**PROBLEM STATEMENT:** Can you quote the data below word for word, every line of it?
** Begin RECORD EXCERPTS **
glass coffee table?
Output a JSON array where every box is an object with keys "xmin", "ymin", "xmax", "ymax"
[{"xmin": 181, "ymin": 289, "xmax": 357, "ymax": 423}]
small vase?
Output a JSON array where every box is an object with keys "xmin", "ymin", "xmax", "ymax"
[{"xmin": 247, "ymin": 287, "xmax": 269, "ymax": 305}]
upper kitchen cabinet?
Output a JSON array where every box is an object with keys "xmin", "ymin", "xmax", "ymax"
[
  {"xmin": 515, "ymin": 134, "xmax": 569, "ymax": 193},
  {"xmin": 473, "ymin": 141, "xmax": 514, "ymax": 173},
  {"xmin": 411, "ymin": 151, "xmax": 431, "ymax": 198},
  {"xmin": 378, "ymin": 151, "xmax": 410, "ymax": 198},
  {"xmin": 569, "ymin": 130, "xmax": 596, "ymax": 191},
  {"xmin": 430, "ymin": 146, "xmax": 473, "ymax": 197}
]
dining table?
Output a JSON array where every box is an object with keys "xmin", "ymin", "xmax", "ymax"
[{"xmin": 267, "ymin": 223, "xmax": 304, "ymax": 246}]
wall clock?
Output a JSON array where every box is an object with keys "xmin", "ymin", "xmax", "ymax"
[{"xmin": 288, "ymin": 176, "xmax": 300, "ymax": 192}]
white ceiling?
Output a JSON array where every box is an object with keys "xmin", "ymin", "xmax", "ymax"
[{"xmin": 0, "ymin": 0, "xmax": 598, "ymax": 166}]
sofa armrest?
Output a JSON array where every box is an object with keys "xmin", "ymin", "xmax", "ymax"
** End RECORD EXCERPTS **
**WRITTEN SOLUTION:**
glass coffee table?
Output a JSON array where every box is an object with keys "xmin", "ymin", "xmax", "ymax"
[{"xmin": 181, "ymin": 289, "xmax": 357, "ymax": 423}]
small vase?
Output a JSON array where every box is an object with keys "xmin", "ymin", "xmax", "ymax"
[{"xmin": 247, "ymin": 287, "xmax": 269, "ymax": 305}]
upper kitchen cabinet?
Output a JSON array where every box is an object with keys "xmin", "ymin", "xmax", "ymax"
[
  {"xmin": 515, "ymin": 134, "xmax": 569, "ymax": 193},
  {"xmin": 473, "ymin": 141, "xmax": 514, "ymax": 173},
  {"xmin": 411, "ymin": 151, "xmax": 431, "ymax": 198},
  {"xmin": 378, "ymin": 151, "xmax": 410, "ymax": 198},
  {"xmin": 569, "ymin": 130, "xmax": 596, "ymax": 191},
  {"xmin": 430, "ymin": 146, "xmax": 473, "ymax": 197}
]
dining table?
Output a JSON array where every box is an object with keys "xmin", "ymin", "xmax", "ymax"
[{"xmin": 267, "ymin": 223, "xmax": 304, "ymax": 246}]
wall clock?
Output a JSON array where every box is an object with keys "xmin", "ymin", "xmax", "ymax"
[{"xmin": 288, "ymin": 176, "xmax": 300, "ymax": 192}]
white ceiling?
Output a JSON array where every box is an object with keys "xmin", "ymin", "xmax", "ymax"
[{"xmin": 0, "ymin": 0, "xmax": 598, "ymax": 166}]
sofa armrest?
Output a JSON array where every box is an object with keys "xmin", "ymin", "xmax", "ymax"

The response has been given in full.